Instructions to follow: Rewrite all of the rows below, requests included, offsetting each x and y coordinate in the GeoJSON points by +13. Omit the pictures from the output.

Data shown:
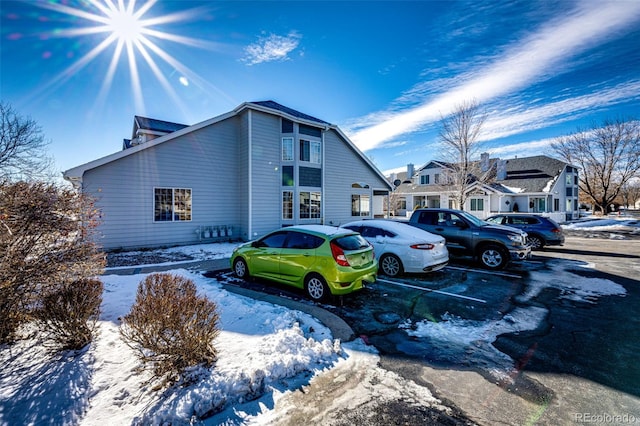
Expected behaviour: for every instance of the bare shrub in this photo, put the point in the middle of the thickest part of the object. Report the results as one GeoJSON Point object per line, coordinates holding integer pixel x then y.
{"type": "Point", "coordinates": [69, 314]}
{"type": "Point", "coordinates": [46, 241]}
{"type": "Point", "coordinates": [170, 326]}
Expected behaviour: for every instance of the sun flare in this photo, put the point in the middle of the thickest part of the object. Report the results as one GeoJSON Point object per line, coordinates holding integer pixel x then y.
{"type": "Point", "coordinates": [132, 36]}
{"type": "Point", "coordinates": [125, 26]}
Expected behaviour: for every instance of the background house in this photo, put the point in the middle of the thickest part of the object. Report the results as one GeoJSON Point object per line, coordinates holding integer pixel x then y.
{"type": "Point", "coordinates": [538, 184]}
{"type": "Point", "coordinates": [238, 175]}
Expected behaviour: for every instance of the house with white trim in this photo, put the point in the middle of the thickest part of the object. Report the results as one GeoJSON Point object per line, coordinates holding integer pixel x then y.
{"type": "Point", "coordinates": [538, 184]}
{"type": "Point", "coordinates": [235, 176]}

Response:
Expected behaviour: for every instance of the bare shrub in this photo, put the point in the middle of the thickest part of the object. Report the results as one GeoJSON Point object per line, coordinates holding integer pixel x then y.
{"type": "Point", "coordinates": [82, 327]}
{"type": "Point", "coordinates": [59, 254]}
{"type": "Point", "coordinates": [183, 339]}
Expected behaviour: for every instance of the sun flare in this photo, put the point in the middle of the thickest part of the object. Report the results as one GeoJSON Point object per line, coordinates holding integer pixel x then y.
{"type": "Point", "coordinates": [145, 49]}
{"type": "Point", "coordinates": [138, 39]}
Expected behaviour: for every instance of the background house in this photo, put the point in the middle of the thickest part of the object. Report the results as one GeoJSON Point object per line, coordinates holding integer pixel x then y.
{"type": "Point", "coordinates": [551, 197]}
{"type": "Point", "coordinates": [251, 188]}
Expected behaviour: for every instance of the house with white trim in this photo, put the point in the middle of the thickest part of the object. Report the results as one GeoJSON Point object per line, coordinates holding integer pixel x then y.
{"type": "Point", "coordinates": [551, 197]}
{"type": "Point", "coordinates": [248, 189]}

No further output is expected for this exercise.